In her 65-page ruling denying Apple's request for a preliminary injunction against Samsung, Koh attempted to redact nearly two dozen sentences or short fragments. But because of a formatting characteristic in the prior electronic version, the redacted material can be viewed by copying text from the PDF and pasting it into another document.
Late last week, a U.S. judge Lucy Koh declined to award a preliminary injunction over Galaxy line of smartphones and tablets in the United States. The Judge admitted that Samsung infringed some of Apple's patents, but she declined to issue a ban, because of a lack of evidences.
In her ruling, Koh wrote that for some of the smartphones, "Apple has established a likelihood of success on the merits at trial."
Koh added that Apple would likely prove Samsung infringed one of its tablet patents. However, Apple had not shown that it was likely to overcome Samsung's challenges to the patent's validity, Koh wrote.
Apple must demonstrate both infringement and validity to succeed in its lawsuit.
Interestingly, Apple has licensed to third parties one key iOS patent covering the "scrollback" feature displaying the linen texture when elastically scrolling beyond the end of a document or webpage. Licenses for the patent were obtained by Nokia and IBM, and Apple offered a license to Samsung.
Apple asserted this patent against Samsung as part of its failed attempt to get an injunction against Galaxy devices, and the court order denying the injunction includes general discussion of how past licensing behavior affects the decision of whether or not to grant an injunction. The discussion is nestled among two redacted statements shown to The Verge that confirm the '381 patent was licensed to IBM and Nokia, and that Apple offered a license to Samsung in November of 2010 as part of settlement negotiations.
+ + + + +
Written task 1: Could you print, word for word, the part of the Apple-Samsung article that opens with the words containing "In her ruling, Koh" and closes with "validity, Koh wrote."?
The Apple-Samsung article and the entries have no connection to each other.

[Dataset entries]
+ + + + +
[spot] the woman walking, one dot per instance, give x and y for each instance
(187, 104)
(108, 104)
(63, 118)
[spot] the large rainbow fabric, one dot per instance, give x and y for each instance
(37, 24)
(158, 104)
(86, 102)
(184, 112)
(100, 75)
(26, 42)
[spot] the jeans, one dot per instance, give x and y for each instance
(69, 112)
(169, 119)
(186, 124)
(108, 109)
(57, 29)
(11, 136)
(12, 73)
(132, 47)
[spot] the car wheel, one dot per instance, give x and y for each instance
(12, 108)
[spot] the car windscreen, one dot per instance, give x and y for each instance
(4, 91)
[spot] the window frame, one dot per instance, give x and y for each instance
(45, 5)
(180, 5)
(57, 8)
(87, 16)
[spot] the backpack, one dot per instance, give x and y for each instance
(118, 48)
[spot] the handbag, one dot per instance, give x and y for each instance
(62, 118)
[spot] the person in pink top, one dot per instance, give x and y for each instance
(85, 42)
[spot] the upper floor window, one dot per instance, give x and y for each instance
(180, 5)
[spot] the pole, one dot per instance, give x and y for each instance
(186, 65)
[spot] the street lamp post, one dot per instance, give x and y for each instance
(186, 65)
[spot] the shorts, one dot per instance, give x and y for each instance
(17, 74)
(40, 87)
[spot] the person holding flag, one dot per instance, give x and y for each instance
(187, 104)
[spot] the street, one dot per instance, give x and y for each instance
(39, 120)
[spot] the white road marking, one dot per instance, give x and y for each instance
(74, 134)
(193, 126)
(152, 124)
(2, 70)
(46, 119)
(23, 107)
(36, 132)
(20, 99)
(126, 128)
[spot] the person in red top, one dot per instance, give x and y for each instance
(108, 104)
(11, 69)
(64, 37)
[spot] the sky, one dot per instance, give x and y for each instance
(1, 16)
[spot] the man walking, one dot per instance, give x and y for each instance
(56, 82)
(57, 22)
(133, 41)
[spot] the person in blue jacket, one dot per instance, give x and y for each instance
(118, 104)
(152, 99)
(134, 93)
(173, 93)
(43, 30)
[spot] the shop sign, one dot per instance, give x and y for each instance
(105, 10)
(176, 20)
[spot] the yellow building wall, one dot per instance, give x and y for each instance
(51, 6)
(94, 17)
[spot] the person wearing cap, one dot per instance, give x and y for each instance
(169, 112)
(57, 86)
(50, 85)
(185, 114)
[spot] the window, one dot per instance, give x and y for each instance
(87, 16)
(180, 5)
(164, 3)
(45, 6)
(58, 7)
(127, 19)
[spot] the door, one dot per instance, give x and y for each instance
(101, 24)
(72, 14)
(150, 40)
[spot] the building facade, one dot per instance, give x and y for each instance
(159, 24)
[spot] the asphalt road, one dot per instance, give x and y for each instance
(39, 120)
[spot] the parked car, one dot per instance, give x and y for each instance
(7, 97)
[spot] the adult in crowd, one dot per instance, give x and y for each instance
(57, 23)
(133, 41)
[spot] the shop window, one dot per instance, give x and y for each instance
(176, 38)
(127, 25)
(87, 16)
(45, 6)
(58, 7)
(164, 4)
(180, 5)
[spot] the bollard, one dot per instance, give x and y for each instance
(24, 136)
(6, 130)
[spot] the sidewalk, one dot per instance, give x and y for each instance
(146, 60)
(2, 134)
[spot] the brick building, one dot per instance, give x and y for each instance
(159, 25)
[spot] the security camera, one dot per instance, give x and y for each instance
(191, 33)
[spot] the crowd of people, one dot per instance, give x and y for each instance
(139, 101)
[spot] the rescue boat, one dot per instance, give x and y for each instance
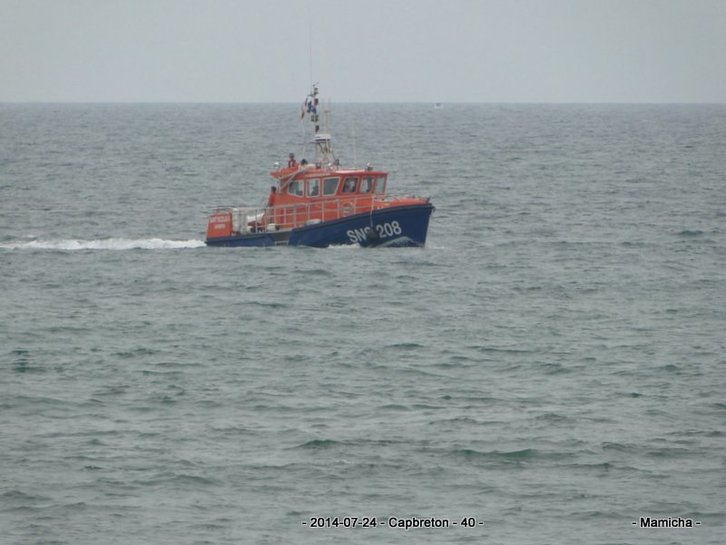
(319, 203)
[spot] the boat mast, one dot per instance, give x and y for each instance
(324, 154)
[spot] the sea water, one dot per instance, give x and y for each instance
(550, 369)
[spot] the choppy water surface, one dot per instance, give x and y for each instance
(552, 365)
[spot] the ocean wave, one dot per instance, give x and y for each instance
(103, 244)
+ + + + +
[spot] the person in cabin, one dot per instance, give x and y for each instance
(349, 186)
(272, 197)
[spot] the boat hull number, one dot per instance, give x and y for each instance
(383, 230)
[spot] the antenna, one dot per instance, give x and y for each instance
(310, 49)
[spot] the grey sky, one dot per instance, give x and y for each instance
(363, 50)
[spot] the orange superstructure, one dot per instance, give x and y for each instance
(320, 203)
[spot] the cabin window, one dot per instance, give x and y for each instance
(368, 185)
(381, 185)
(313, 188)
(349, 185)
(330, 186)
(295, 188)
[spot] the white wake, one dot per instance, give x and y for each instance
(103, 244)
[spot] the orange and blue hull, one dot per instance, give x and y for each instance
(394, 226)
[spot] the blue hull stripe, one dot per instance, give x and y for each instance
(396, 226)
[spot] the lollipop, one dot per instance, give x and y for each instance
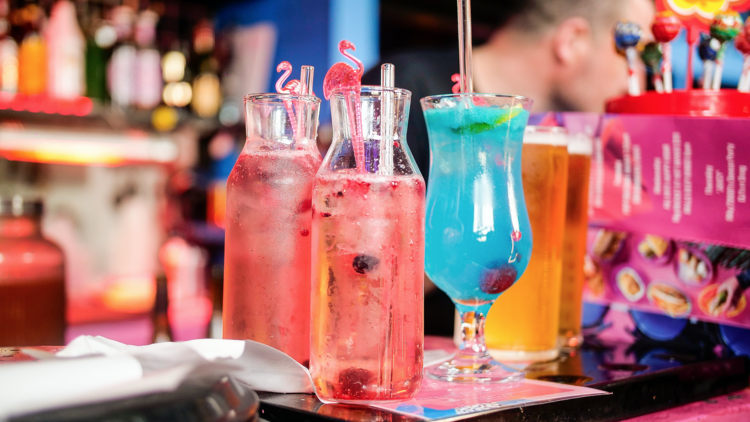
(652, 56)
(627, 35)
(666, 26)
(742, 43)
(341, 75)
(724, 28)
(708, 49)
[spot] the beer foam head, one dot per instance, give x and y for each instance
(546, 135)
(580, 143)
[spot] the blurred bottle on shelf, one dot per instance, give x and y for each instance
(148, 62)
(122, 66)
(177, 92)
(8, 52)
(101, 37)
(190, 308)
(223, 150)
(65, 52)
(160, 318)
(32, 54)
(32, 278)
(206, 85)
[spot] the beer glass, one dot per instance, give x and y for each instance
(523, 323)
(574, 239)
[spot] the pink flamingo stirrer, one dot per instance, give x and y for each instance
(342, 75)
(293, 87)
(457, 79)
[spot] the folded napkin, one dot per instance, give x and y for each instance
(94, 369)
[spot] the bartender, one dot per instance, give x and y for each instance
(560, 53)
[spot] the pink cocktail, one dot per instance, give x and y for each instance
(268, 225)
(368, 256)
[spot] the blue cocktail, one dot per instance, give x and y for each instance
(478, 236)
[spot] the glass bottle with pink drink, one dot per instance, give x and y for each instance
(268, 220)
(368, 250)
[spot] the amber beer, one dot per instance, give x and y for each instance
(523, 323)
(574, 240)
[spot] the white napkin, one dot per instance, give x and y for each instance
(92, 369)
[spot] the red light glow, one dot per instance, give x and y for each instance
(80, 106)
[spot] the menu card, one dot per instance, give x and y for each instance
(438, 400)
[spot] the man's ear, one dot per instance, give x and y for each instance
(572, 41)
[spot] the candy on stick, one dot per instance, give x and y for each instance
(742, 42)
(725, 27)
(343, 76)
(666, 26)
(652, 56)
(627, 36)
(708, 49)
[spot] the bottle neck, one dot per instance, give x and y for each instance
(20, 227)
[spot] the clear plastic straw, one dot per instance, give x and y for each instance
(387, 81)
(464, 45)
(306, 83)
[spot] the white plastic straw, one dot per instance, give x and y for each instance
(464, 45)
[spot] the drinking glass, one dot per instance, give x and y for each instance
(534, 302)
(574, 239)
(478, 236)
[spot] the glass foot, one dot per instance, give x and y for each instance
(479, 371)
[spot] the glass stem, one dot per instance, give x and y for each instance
+ + + + +
Written task 2: How many lines of the entries contain the string "plastic" with matching case? Count them and reply with the number alone.

Task solution 1:
In her ruling, Koh wrote that for some of the smartphones, "Apple has established a likelihood of success on the merits at trial."
Koh added that Apple would likely prove Samsung infringed one of its tablet patents. However, Apple had not shown that it was likely to overcome Samsung's challenges to the patent's validity, Koh wrote.

Task solution 2: 2